Problem to work on: Write out the whole listing below so that every line matches exactly.

[Opening Records for the exercise section]

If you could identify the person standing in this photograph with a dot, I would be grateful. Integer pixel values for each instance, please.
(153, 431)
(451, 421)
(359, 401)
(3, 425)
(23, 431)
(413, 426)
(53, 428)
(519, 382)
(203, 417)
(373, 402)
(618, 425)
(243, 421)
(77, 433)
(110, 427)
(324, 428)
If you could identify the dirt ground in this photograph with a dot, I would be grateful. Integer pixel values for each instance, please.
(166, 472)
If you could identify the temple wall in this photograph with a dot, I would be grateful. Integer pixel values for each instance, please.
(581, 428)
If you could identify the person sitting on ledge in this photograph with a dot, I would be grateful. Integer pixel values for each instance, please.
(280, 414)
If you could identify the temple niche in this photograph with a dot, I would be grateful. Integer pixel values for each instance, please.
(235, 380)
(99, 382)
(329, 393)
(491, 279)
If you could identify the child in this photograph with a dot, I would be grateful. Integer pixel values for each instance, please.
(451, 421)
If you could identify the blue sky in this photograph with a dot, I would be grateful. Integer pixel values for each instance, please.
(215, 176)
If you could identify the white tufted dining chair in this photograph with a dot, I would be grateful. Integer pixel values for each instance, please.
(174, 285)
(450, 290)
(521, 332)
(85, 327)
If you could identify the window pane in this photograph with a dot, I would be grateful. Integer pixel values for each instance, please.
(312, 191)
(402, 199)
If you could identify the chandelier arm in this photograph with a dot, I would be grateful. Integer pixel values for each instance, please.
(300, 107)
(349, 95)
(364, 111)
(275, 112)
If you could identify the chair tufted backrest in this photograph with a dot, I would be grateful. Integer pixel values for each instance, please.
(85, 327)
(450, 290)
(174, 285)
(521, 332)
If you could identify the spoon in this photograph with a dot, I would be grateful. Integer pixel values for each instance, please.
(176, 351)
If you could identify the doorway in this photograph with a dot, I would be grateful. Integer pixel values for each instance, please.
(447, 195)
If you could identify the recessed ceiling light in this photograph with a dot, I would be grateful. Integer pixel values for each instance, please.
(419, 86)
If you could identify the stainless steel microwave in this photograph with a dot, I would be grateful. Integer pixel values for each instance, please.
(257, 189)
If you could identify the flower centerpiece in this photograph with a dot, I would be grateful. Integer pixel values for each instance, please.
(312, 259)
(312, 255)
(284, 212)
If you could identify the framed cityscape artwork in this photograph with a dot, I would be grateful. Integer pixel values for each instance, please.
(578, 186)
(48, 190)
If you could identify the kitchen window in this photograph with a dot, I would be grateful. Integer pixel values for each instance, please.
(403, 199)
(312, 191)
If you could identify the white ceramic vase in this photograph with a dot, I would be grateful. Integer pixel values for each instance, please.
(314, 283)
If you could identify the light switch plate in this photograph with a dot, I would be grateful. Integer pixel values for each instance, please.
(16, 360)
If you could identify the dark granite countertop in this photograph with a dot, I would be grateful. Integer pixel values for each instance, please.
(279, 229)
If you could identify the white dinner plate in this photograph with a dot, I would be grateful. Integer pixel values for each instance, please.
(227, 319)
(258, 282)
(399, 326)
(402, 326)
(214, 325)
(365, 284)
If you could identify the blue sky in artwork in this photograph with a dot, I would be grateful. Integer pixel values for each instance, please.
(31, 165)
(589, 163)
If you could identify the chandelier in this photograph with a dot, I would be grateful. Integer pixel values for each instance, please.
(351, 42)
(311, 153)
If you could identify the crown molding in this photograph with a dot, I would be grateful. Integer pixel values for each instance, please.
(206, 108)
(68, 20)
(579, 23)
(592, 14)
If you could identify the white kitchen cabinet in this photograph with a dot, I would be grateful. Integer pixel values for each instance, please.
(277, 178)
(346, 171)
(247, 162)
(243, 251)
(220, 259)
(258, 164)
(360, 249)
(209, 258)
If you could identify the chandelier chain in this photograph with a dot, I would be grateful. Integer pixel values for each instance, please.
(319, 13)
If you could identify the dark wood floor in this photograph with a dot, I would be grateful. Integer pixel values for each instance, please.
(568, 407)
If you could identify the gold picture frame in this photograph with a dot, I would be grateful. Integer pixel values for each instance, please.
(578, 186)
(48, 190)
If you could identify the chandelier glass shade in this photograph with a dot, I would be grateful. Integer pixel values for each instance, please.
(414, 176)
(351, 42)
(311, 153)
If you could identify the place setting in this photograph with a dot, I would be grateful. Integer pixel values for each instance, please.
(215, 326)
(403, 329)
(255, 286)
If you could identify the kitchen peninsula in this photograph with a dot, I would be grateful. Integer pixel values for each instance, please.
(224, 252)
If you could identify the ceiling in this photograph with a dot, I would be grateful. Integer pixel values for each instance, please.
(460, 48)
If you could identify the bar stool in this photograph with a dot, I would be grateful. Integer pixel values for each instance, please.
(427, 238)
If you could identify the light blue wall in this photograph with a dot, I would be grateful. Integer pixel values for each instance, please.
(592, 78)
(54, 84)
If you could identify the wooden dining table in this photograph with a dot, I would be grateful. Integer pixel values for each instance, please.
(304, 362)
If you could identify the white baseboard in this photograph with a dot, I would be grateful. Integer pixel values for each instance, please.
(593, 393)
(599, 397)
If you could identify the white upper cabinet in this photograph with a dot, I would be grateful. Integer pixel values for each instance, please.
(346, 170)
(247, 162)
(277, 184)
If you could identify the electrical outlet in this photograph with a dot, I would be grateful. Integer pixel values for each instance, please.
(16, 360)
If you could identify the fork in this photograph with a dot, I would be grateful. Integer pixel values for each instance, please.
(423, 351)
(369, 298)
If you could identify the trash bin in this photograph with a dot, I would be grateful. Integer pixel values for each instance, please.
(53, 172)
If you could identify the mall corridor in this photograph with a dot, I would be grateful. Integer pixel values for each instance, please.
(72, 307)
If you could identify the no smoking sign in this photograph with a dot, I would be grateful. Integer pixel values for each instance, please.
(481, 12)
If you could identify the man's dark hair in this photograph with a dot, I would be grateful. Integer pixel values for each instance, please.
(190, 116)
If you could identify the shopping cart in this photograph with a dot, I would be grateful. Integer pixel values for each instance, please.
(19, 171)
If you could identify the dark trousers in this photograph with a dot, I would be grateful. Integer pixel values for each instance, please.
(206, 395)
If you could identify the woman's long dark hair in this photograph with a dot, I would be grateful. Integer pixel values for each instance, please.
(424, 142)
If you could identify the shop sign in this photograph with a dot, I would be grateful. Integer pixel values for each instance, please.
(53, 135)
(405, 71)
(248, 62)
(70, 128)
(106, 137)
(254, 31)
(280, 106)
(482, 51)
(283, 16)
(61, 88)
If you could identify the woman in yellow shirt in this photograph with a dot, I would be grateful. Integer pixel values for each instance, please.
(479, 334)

[Closing Records for the exercise section]

Task output:
If you could identify the person standing in this photograph with a dot, I would be grateful. Integer pixel values for each instance, please.
(153, 431)
(451, 421)
(359, 401)
(3, 425)
(23, 431)
(413, 426)
(53, 428)
(519, 382)
(203, 417)
(373, 402)
(618, 425)
(243, 421)
(77, 433)
(110, 427)
(324, 428)
If you could identify the dirt ground in this photograph with a dot, I would be grateful. Integer pixel values for each instance, please.
(166, 472)
If you could identify the temple wall in this photograph with a dot, I would be grateful. Integer pixel values for each instance, please.
(581, 428)
If you could identify the person sitting on ledge in this photograph with a dot, I would be grateful. Integer pixel values for each instance, please.
(280, 414)
If you could identify the temple niche in this photograph with a dot, I would be grateful. Integer pixel values for each instance, please.
(235, 380)
(99, 382)
(329, 393)
(491, 279)
If you could identify the child in this photograph with a dot, I would be grateful. Integer pixel values for each instance, please.
(451, 421)
If you could identify the blue sky in this photograph with a dot, I would be grateful. Integer pixel values for each instance, please.
(215, 176)
If you could identify the white tufted dining chair in this photograph with a dot, I would be grateful. Integer pixel values for each instance, please.
(174, 285)
(450, 290)
(521, 332)
(85, 327)
If you could identify the window pane in this photograph with a dot, I would be grateful. Integer pixel values for each instance, please.
(312, 191)
(402, 199)
If you could identify the chandelier arm in this photograph with a dot, I would be grateful. Integer pixel values for each instance, please.
(300, 107)
(349, 95)
(364, 111)
(275, 112)
If you could identify the chair tufted backrest in this photograph with a dot, I would be grateful. Integer pixel values for each instance, please.
(85, 327)
(450, 290)
(174, 285)
(521, 332)
If you could identify the spoon in this photograph with a dot, I would be grateful. Integer pixel values for each instance, please.
(176, 351)
If you could identify the doorway in this photograph with a dot, I would be grateful. Integer pixel values for each instance, please.
(447, 195)
If you could identify the recessed ceiling light in this photograph with a dot, I would be grateful. Integer pixel values for each instance, please.
(419, 86)
If you could identify the stainless steel microwave in this photograph with a dot, I would be grateful. Integer pixel values for each instance, please.
(257, 189)
If you could identify the flower centerpiece in this photograph with a dot, I would be grateful. Integer pixel values for each instance, please.
(312, 259)
(312, 255)
(284, 212)
If you could identify the framed cityscape artwork in this photograph with a dot, I would be grateful. Integer pixel values for each instance, please.
(578, 186)
(48, 190)
If you could identify the kitchen window in this photograph with a dot, I would be grateful. Integer pixel values for each instance, please.
(403, 199)
(312, 191)
If you could identify the white ceramic vase in this photograph with a dot, I would be grateful. Integer pixel values for each instance, please.
(314, 283)
If you could identify the light switch plate in this photograph with a dot, I would be grateful. Integer pixel values for each instance, please.
(16, 360)
If you could identify the dark granite countertop in this photograph with a dot, I would be grateful. Integer pixel values for each instance, please.
(279, 229)
If you could identify the white dinner plate in this photograph with a dot, I would be grateful. Integer pixel values for each instance, please.
(227, 319)
(258, 282)
(399, 326)
(402, 326)
(214, 325)
(365, 284)
If you could identify the blue sky in artwork in this photograph with a dot, I would be grateful. Integer pixel values for each instance, please.
(31, 165)
(589, 163)
If you could identify the chandelier in this photograph with a dot, I would be grateful. Integer pixel values for each instance, please.
(351, 42)
(311, 153)
If you could identify the crown molding in this photograph with a dot, I would be grateful. Integer pixel values for each instance, please.
(206, 108)
(68, 20)
(579, 23)
(592, 14)
If you could identify the white kitchen cabinet in this photograph with a dot, I would be grateful. Integer pixel values for each instance, please.
(277, 178)
(346, 171)
(247, 162)
(243, 251)
(220, 259)
(258, 164)
(360, 249)
(209, 258)
If you could identify the chandelier chain in this photograph with a dot, I would be grateful. Integer pixel values for each instance, please.
(319, 13)
If you could identify the dark wood floor in this photograph with a dot, I would be grateful. Integer pixel values for each instance, please.
(568, 407)
If you could identify the gold picture frame in this photograph with a dot, I would be grateful. Integer pixel values for each instance, please.
(578, 186)
(48, 190)
If you could identify the chandelier glass shade in this photograph with a dot, I would be grateful. Integer pixel values for each instance, please.
(414, 176)
(351, 42)
(311, 153)
If you could identify the place setting in this photograph with a dot, I would be grateful. Integer pixel values for each instance, please.
(215, 326)
(403, 329)
(255, 286)
If you could identify the kitchen peninsula in this photograph with a dot, I would be grateful. Integer pixel values for each instance, please.
(224, 252)
If you could identify the ceiling in this photograph with a dot, I would be grateful. Integer pixel values for each instance, please.
(460, 48)
If you could identify the bar stool in this photograph with a dot, I would be grateful. Integer pixel values for each instance, please.
(427, 238)
If you could identify the light blue wall in this photograph with a dot, I would be grateful. Integer pixel values for each instance, please.
(592, 78)
(54, 84)
If you could identify the wooden dining table in this photograph with a dot, I would be grateful. Integer pixel values for each instance, please.
(304, 362)
If you could identify the white baseboard in this photograph with a dot, I would be grateful. Integer pixel values for each instance, please.
(593, 393)
(599, 397)
If you could identify the white upper cabinet in this photograph with a dot, I would be grateful. Integer pixel values for each instance, please.
(346, 170)
(247, 162)
(277, 184)
If you could identify the electrical outlet in this photograph with a dot, I would be grateful. Integer pixel values for each instance, please.
(16, 360)
If you could identify the fork in this photograph with a dot, I would be grateful. Integer pixel values for each instance, please.
(423, 351)
(369, 298)
If you could identify the trash bin in this photograph with a dot, I would be grateful. Integer pixel values for each instance, please.
(53, 172)
If you could identify the mall corridor in this photograph with a dot, I would be grateful. Integer pixel values for each instance, please.
(72, 307)
If you could identify the no smoking sign in this photograph with a dot, I would be grateful. Integer pixel values for each instance, please.
(481, 12)
If you could identify the man's dark hair in this photograph with a dot, I would be grateful. Integer pixel values for each instance, please.
(190, 116)
If you could identify the shopping cart in this photograph with a dot, I would be grateful. Integer pixel values for each instance, please.
(19, 171)
If you could identify the dark trousers in this photograph with a dot, I would be grateful. Integer pixel values for each instance, please.
(206, 395)
If you could identify the woman's long dark hair in this photograph with a dot, I would be grateful. Integer pixel values for each instance, please.
(424, 142)
If you could identify the shop sign in this photograph with a dot, I would be grateful. Integer pixel values for each instance, please.
(53, 135)
(405, 71)
(248, 62)
(70, 128)
(106, 137)
(254, 31)
(280, 106)
(482, 51)
(283, 16)
(61, 88)
If you could identify the woman in yellow shirt in this photograph with a dot, I would be grateful. Integer pixel values for each instance, please.
(479, 334)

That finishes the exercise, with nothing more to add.